** Start of Text **

Photographie d'un train dans une gare en Italie

Italian railway regulation shares some of the criticisms existing in the French system. In both countries, the presence of a public group that controls, through a single vertically integrated structure, both the management of the network and the main transport service have hindered the full implementation of European liberalisation provisions.

The resistance of national governments to relinquish their sovereignty over the railway sector has been particularly pronounced in continental legal systems, characterised by a long-standing tradition of conceiving public utilities as administrative services, aimed at guaranteeing constitutionally protected rights, and managed exclusively by public bodies.

In the reform process, France and Italy followed similar paths in several respects. Unlike other countries, such as Great Britain, they started the liberalisation process to comply with their obligations under European law. The two States have been subjected to infringement proceedings by the European Commission and were sanctioned by the Court of Justice for the insufficient independence of the infrastructure manager from the railway operators. Both have only recently attributed supervisory and regulatory powers to a body independent from political powers. In the two countries, a key role in promoting competition in the sector has been played by the national antitrust authority, which recommended that the governments adopt structural measures to ensure impartial management of the rail infrastructure, and appropriate sectoral regulation to guarantee such impartiality.

In Italy, the privatisation process started at the beginning of the 1990s, with the adoption of a private legal form (joint-stock company) that replaced the previous public body. The reform, however, did not modify the public control over the company: the 100% of the stocks were (and still are) owned by the Treasury. The relationship between the State and the railways’ operator was regulated by a seventy-year concession, supplemented by a programme contract between the Minister of Transport and the company.

The concession of the entire national rail transport activity did not allow the development of competitive dynamics, limiting the possibility of operating on the market to the national company alone, under an exclusive regime, both in terms of infrastructure and transport services.

European law has substantially narrowed the possibility of granting privileged or exclusive regimes to companies in markets where competition forces may apply. Since the 1990s, European legislation paved the way for a progressive liberalisation of rail transport services, which developed in the following years with the adoption of four railway packages (of 2001, 2004, 2007 and 2016). It compelled an accounting separation between network operation activities and transport services, leaving member states free to adopt a more incisive separation (organic or institutional separation). The right of access for railway undertakings has been gradually extended, from freight services, where it is easier to create the conditions for the effective deployment of competitive forces, to passenger transport. In the latter field, Community policies have been more cautious, only recently introducing prospects for liberalisation.

According to European legislation, Italian law established that "the railway infrastructure manager is an autonomous and independent subject with respect to the undertakings operating in the transport sector". It also guaranteed the right of access to the network to undertakings licensed for transport services liberalised at the European level. This was followed by a corporate split and, later, a proper corporate separation between the service operator (Trenitalia) and the infrastructure management company (Rete Ferroviaria Italiana s.p.a. – R.F.I.) which remained, however, under the control of the same holding, Ferrovie dello Stato (F.S.).

** End of Text **
** Start of Records **

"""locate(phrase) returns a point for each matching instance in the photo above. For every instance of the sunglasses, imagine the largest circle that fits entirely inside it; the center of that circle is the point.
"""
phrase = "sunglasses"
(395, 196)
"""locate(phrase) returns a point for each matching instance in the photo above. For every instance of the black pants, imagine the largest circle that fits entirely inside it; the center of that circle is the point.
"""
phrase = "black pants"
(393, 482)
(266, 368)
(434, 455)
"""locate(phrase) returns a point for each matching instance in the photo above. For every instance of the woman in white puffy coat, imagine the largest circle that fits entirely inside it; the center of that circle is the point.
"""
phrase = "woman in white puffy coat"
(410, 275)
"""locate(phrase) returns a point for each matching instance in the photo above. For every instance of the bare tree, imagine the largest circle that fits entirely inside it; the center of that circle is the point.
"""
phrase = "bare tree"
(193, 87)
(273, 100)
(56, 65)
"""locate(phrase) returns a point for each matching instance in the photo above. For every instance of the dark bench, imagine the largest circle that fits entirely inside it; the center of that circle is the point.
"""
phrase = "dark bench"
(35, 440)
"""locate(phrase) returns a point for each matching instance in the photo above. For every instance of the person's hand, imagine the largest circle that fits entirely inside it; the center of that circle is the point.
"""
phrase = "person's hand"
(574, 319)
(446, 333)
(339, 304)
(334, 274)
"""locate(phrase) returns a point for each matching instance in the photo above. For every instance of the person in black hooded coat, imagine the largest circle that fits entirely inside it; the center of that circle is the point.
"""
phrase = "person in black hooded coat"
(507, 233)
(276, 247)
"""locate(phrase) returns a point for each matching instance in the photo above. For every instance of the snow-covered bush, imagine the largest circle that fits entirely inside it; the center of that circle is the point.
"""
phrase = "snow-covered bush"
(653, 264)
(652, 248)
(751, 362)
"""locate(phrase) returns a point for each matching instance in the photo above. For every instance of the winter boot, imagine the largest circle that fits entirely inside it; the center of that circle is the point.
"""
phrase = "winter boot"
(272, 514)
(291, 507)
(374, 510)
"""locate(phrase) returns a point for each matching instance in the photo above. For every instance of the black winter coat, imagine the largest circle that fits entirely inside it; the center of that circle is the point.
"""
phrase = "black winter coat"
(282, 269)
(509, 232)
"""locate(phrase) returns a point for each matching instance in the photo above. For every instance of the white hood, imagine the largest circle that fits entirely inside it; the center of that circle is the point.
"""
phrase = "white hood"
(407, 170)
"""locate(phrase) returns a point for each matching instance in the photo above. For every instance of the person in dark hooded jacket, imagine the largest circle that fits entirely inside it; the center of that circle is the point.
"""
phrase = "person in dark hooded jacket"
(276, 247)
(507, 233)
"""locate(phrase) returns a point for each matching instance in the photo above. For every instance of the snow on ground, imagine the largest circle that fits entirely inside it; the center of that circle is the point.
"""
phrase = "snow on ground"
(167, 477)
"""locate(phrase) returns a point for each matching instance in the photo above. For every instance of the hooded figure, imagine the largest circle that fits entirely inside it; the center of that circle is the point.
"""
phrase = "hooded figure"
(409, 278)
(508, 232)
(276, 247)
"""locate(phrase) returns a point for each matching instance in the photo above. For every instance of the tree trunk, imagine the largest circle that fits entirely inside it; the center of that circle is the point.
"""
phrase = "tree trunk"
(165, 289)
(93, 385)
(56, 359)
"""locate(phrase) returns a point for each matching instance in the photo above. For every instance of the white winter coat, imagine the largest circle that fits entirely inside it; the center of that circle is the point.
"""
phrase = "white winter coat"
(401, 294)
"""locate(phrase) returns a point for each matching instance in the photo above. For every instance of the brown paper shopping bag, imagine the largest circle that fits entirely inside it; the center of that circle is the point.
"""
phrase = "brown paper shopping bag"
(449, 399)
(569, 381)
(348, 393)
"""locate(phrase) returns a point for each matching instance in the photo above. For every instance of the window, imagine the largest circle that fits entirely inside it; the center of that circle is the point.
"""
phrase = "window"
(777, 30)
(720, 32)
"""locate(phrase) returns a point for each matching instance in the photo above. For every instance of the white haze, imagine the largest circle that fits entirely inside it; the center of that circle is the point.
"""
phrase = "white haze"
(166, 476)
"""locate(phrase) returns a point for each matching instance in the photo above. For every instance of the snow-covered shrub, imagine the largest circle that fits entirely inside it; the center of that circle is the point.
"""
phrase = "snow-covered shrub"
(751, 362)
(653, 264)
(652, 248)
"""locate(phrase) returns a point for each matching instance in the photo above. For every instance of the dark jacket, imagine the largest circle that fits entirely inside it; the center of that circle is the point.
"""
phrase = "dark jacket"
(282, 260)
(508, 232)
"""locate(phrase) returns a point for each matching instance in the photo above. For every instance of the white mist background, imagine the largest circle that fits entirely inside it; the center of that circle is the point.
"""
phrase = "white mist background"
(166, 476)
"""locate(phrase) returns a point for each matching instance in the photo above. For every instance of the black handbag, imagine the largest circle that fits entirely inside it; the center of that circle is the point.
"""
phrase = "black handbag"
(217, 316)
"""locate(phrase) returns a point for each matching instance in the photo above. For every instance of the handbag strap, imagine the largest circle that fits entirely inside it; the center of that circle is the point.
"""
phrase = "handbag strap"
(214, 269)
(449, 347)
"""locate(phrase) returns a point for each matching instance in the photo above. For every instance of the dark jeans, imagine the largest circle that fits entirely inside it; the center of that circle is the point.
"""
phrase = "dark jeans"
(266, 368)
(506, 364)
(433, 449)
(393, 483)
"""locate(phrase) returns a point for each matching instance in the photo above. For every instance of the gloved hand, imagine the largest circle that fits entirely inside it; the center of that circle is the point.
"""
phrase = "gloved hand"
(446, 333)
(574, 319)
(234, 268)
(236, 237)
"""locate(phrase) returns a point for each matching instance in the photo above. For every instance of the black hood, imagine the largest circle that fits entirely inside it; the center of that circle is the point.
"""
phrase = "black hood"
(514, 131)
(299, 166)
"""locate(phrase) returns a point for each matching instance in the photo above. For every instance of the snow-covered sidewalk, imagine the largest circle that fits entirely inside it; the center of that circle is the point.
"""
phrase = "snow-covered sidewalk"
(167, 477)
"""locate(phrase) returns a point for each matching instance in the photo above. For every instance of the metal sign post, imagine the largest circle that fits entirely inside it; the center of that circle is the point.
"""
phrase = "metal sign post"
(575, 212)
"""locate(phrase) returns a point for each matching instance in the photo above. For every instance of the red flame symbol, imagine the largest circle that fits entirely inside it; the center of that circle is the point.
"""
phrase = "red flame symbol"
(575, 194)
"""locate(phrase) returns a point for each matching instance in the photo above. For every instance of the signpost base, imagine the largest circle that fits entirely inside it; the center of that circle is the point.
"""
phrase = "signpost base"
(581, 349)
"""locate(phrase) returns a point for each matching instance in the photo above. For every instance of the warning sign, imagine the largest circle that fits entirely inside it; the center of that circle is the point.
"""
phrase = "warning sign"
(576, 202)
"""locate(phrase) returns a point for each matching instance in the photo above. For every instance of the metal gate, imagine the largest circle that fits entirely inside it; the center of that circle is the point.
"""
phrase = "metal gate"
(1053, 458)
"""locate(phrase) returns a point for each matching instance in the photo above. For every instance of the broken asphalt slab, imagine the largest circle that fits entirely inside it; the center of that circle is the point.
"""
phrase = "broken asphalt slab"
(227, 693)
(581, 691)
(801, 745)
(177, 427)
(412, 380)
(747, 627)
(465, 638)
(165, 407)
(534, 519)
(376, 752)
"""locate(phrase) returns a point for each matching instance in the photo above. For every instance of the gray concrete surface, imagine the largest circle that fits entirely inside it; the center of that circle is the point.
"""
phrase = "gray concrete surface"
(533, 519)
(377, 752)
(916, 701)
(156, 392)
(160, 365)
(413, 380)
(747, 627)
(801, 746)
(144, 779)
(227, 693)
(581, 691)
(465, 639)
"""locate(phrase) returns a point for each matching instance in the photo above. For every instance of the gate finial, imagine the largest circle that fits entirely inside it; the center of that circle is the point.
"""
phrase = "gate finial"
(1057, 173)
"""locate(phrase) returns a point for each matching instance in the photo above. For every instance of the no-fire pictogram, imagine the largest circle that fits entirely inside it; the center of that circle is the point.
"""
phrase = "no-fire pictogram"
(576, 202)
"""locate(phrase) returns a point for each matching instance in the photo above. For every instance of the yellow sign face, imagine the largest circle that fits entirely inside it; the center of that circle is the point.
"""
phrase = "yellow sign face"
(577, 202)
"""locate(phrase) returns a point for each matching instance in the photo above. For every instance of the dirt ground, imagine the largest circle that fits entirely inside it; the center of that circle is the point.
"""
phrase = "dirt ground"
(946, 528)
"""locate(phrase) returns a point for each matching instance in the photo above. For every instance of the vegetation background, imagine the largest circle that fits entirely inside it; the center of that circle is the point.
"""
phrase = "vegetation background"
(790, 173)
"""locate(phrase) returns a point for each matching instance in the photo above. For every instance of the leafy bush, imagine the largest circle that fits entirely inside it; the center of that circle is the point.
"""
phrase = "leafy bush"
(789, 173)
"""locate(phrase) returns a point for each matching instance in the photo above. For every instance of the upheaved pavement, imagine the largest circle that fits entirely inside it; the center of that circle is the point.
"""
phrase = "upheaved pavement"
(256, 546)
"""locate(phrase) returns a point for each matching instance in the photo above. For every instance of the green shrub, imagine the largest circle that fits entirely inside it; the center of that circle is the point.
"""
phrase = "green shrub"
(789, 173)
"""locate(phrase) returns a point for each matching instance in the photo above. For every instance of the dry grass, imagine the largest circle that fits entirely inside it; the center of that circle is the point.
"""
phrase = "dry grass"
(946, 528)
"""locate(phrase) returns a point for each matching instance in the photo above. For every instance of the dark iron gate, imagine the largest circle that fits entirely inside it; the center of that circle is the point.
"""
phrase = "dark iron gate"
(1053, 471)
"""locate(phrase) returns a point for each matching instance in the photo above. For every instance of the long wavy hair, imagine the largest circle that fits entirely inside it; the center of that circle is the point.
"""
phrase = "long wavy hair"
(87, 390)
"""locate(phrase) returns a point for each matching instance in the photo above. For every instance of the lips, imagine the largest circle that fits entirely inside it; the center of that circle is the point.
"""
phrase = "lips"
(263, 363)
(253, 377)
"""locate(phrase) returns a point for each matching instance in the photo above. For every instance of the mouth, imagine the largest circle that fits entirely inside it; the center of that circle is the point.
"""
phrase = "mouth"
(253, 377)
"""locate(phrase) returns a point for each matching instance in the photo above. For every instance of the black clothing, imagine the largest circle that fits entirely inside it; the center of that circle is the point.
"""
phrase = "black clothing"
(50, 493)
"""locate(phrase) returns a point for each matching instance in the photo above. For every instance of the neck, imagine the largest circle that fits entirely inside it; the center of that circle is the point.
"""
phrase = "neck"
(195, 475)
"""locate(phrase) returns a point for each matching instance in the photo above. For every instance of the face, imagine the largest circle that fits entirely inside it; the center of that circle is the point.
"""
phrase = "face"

** End of Records **

§ **The problem**: Please give the length of the concession that, according to the text on Italian railway regulation above, governed the relationship between the State and the railways' operator.

§ **Answer for this exercise**: Seventy years.